◆ **Written task 1**
Answer these questions from the cluster analysis text, one per line:
(a) Which customer demographics does the text say are available?
(b) Over what range of cluster counts is the total within-cluster sum of squares computed?
(c) Which algorithm will be used to cluster the scaled data?
◆ **Written task 2**
List every way the cluster analysis text says the customer clusters can be used.
◆ **Written task 3**
Decide whether each statement agrees with the cluster analysis text. Answer yes or no and quote the words from the text that settle it.
(a) The elbow method plots the total within-cluster sum of squares against a range of possible cluster counts.
(b) The Apriori algorithm is chosen to build the recommender system.
(c) The random seed is set to 42.
-- START OF Source document --
The Apriori algorithm for association rule mining is a popular choice for building a recommender systems, but since we only have access to the demographics of the customer, ie gender, age range, partnership status, and dependents, without the information about other products purchased, the Apriori algorithm might not be the best choice. Since we saw in the earlier section that there is a presence of specific user segments having precise requirements or preferences, using only demographics as predictors for all other features is extremely unlikely to succeed, hence we decide to skip this.

Cluster Analysis

By leveraging cluster analysis, we can segment our customers into distinct groups based on their purchasing behaviors and preferences. These clusters can then be used to tailor marketing strategies, design custom offers, or even predict future behaviors.

For this analysis, we’ll start by preparing our data which involves scaling and normalizing the relevant features since generally clustering algorithms are sensitive to the scale of the data.

To decide on the appropriate number of clusters, we’ll employ the elbow method where we visualize the total within-cluster sum of squares against a range of potential cluster counts. An elbow in the curve often reveals the most suitable number of clusters, representing a point of diminishing returns where increasing the number of clusters doesn’t provide much better fit to the data.

churn_scaled <- churn %>%
  select(PhoneService, MultipleLines, InternetService, OnlineSecurity,
         OnlineBackup, DeviceProtection, TechSupport, StreamingTV,
         StreamingMovies, Contract, PaperlessBilling, PaymentMethod,
         MonthlyCharges, TotalCharges) %>%
  mutate(across(where(is.numeric), scale))

set.seed(123)
# To decide on the number of clusters
wss <- sapply(1:15, function(k){
  kmeans(churn_scaled, centers=k)$tot.withinss
})

plot(1:15, wss, type="b", pch=19, frame=FALSE, 
     xlab="Number of clusters K", ylab="Total within-clusters sum of squares")

Having identified that \(K=5\) is the optimal number of clusters, we’ll now proceed to actually cluster our scaled data using the K-medoids algorithm.
-- END OF Source document --
-- START OF Provided material --
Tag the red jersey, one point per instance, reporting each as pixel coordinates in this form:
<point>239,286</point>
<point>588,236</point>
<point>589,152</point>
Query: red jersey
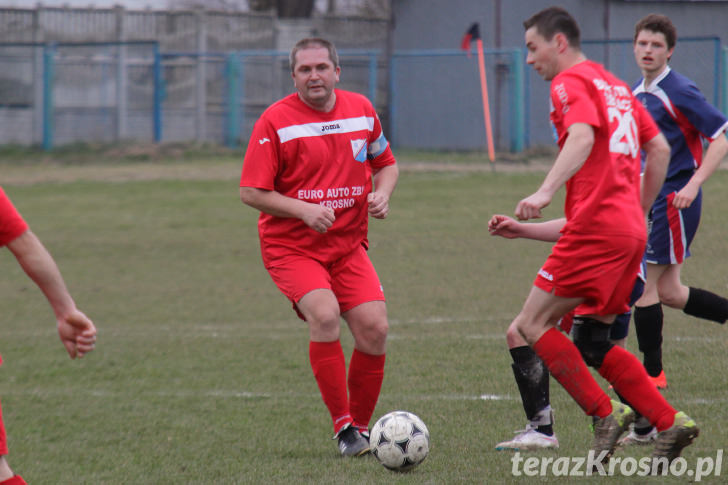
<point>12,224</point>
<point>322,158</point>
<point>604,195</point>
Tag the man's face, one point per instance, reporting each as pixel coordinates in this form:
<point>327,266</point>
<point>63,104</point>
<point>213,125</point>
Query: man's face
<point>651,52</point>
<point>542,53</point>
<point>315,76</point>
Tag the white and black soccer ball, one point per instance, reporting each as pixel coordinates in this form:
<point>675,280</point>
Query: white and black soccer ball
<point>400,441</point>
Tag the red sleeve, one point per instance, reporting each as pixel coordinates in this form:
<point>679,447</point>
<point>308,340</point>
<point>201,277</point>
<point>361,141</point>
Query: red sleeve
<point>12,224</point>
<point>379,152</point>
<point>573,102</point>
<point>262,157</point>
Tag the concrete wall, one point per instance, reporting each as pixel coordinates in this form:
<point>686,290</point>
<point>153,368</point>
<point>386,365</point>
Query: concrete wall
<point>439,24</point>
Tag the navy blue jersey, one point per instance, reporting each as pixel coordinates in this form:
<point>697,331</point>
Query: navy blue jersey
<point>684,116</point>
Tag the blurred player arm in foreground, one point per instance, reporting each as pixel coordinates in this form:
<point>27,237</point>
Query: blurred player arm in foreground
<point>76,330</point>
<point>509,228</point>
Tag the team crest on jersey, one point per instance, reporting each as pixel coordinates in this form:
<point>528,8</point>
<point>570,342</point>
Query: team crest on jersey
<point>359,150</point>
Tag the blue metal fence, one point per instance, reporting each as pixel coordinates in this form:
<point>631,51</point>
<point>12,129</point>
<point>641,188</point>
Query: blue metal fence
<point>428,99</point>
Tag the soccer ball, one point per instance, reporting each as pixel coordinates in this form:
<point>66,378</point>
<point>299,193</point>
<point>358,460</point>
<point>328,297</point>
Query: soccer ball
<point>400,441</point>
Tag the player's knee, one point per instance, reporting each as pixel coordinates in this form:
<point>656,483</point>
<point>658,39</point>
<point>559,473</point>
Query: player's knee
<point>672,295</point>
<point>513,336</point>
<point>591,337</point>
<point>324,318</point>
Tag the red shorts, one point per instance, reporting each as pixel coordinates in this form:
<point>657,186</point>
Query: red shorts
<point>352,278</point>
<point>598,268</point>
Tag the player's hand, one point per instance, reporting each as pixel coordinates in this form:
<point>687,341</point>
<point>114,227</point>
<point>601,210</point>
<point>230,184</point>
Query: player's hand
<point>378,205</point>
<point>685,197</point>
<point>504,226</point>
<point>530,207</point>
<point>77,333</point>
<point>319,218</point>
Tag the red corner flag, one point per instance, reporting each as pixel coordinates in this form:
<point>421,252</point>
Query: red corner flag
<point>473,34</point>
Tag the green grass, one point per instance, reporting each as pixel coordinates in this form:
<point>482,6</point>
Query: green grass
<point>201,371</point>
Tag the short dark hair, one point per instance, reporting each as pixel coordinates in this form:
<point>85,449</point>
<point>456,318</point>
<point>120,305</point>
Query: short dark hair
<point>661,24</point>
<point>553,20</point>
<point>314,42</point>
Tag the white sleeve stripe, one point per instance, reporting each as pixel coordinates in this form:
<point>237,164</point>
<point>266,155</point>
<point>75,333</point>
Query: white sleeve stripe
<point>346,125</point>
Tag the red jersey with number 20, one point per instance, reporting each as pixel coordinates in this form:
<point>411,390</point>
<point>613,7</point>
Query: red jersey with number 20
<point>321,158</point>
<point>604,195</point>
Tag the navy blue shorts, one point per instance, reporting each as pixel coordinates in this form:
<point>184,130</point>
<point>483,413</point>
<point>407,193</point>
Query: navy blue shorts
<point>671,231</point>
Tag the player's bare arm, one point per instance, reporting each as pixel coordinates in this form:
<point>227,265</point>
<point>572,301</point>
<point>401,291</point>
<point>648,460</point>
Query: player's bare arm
-- END OF Provided material --
-- START OF Provided material --
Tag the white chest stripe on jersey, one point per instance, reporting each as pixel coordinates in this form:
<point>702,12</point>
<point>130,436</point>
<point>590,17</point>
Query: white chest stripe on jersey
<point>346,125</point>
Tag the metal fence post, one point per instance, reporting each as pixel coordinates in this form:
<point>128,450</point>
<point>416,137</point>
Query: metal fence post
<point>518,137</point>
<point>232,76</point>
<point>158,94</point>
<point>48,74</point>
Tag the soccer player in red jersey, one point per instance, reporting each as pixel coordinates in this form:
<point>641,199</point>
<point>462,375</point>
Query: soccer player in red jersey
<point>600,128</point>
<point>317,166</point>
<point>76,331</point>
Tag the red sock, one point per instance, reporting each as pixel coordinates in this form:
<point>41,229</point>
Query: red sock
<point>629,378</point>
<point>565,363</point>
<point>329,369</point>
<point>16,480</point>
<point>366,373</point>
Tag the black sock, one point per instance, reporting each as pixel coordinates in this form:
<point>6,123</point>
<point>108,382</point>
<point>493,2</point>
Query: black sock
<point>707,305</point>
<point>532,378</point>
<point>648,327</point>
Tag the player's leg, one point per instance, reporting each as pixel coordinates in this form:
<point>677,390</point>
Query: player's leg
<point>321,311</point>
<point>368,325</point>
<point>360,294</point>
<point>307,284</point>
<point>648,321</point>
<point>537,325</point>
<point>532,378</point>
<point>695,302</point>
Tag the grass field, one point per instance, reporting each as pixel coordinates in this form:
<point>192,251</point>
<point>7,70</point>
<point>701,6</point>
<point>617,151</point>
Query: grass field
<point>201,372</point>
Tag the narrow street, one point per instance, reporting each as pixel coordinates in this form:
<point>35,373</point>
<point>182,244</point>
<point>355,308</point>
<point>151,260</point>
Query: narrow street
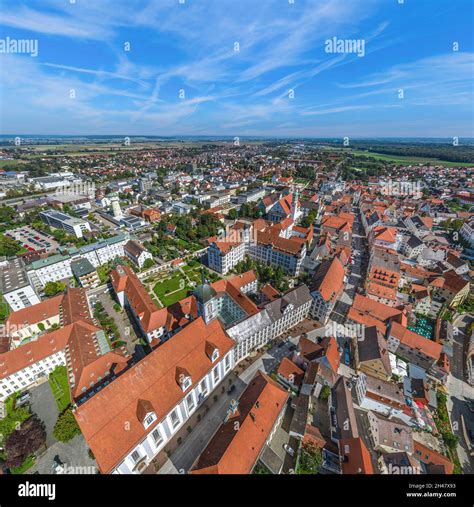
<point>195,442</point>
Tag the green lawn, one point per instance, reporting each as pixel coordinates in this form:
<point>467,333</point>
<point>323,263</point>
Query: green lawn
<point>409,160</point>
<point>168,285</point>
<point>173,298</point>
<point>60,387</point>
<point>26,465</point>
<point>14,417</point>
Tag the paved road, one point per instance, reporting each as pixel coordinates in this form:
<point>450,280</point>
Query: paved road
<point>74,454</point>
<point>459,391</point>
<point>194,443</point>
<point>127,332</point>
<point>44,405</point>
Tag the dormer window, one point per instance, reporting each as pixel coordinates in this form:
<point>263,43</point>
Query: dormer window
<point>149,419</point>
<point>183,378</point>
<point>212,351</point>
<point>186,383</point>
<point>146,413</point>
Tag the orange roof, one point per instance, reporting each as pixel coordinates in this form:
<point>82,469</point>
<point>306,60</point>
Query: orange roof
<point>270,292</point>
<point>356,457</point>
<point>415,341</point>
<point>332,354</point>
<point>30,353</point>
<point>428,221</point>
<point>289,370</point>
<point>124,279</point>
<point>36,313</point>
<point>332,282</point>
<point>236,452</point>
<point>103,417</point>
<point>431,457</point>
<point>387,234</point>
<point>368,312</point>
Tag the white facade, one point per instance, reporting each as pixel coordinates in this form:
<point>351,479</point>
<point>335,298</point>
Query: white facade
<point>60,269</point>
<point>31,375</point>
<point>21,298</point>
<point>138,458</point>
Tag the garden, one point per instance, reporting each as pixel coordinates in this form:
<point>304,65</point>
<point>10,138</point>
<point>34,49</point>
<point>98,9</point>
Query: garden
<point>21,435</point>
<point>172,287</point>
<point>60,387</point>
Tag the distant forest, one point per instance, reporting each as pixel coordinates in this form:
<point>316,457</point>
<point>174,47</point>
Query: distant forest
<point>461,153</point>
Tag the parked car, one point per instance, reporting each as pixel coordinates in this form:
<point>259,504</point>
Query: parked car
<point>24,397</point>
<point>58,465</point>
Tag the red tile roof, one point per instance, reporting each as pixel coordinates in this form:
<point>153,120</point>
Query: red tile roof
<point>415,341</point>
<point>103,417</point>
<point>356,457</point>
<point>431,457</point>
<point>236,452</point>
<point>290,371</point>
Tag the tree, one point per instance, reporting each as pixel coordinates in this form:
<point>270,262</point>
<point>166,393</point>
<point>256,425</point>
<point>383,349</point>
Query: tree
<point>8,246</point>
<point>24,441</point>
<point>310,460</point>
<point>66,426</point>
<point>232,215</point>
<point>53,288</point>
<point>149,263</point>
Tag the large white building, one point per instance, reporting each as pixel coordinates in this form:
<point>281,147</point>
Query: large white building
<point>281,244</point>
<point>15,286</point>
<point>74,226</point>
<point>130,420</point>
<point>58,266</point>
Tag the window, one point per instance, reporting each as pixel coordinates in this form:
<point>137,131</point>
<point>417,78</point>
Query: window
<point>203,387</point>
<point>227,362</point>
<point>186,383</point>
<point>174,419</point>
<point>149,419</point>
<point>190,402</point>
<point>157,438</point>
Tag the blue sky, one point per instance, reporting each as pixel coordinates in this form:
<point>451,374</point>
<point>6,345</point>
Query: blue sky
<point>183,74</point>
-- END OF Provided material --
◆ **Problem solution 1**
(a) Gender, age range, partnership status, and dependents.
(b) 1 to 15.
(c) The K-medoids algorithm.

◆ **Problem solution 2**
- Tailor marketing strategies
- Design custom offers
- Predict future behaviors

◆ **Problem solution 3**
(a) Yes: "we visualize the total within-cluster sum of squares against a range of potential cluster counts"
(b) No: "hence we decide to skip this."
(c) No: "set.seed(123)"